**DATA SUPPLIED:**
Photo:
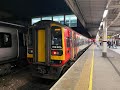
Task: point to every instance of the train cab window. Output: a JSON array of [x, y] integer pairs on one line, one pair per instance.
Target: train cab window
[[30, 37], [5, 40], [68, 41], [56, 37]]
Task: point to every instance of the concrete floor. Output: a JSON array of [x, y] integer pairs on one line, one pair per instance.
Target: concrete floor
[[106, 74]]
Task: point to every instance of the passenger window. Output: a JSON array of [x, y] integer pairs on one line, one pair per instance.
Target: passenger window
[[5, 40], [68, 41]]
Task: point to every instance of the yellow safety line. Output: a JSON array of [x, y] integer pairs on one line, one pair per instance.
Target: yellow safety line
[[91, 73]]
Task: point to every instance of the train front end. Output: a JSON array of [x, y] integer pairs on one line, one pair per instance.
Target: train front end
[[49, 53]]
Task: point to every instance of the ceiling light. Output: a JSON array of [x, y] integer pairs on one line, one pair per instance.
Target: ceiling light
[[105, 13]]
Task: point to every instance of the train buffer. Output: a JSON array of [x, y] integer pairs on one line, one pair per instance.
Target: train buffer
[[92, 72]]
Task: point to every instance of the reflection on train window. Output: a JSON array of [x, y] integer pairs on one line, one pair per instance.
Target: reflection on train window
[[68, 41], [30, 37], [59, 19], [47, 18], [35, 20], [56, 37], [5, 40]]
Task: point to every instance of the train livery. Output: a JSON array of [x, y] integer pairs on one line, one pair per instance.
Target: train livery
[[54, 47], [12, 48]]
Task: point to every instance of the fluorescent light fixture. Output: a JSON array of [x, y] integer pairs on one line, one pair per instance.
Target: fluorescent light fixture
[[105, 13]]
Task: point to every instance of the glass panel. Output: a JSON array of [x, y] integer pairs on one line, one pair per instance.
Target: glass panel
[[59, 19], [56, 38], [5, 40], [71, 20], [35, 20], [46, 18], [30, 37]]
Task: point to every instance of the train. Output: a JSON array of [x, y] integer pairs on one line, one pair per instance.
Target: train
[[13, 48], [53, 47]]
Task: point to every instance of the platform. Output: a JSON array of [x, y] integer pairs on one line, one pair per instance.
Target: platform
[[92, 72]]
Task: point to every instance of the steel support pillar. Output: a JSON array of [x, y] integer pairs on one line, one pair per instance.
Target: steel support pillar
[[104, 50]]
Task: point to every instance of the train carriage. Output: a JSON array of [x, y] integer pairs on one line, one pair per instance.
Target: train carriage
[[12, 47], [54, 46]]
* * *
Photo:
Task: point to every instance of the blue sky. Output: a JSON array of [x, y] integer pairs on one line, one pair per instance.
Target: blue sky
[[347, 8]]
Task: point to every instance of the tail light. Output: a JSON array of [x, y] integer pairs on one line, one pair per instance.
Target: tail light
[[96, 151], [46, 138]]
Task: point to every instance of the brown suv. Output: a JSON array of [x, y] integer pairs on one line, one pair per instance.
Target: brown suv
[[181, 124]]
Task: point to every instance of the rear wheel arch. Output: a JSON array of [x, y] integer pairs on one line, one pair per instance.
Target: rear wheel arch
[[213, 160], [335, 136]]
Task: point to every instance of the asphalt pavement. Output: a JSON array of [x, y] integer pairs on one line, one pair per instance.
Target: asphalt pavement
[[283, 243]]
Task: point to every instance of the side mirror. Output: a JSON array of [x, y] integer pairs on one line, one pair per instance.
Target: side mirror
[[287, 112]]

**TASK PROMPT:** Only one stretch of the entries above is wanted: the lines from the one containing "Task: point to every instance of the glass" through the one containing "Task: point to every instance of the train.". Please reproduce it exactly.

**SOLUTION FOR THIS PROBLEM:**
Task: point to every instance of the glass panel. Output: a JSON array of [x, y] integer pairs on one line, one pair per instance.
Target: glass panel
[[59, 19], [56, 38], [5, 40], [71, 20], [35, 20], [46, 18], [30, 37]]
Task: point to every instance of the train. Output: a JSON array of [x, y] integer pairs on one line, one pair per instance.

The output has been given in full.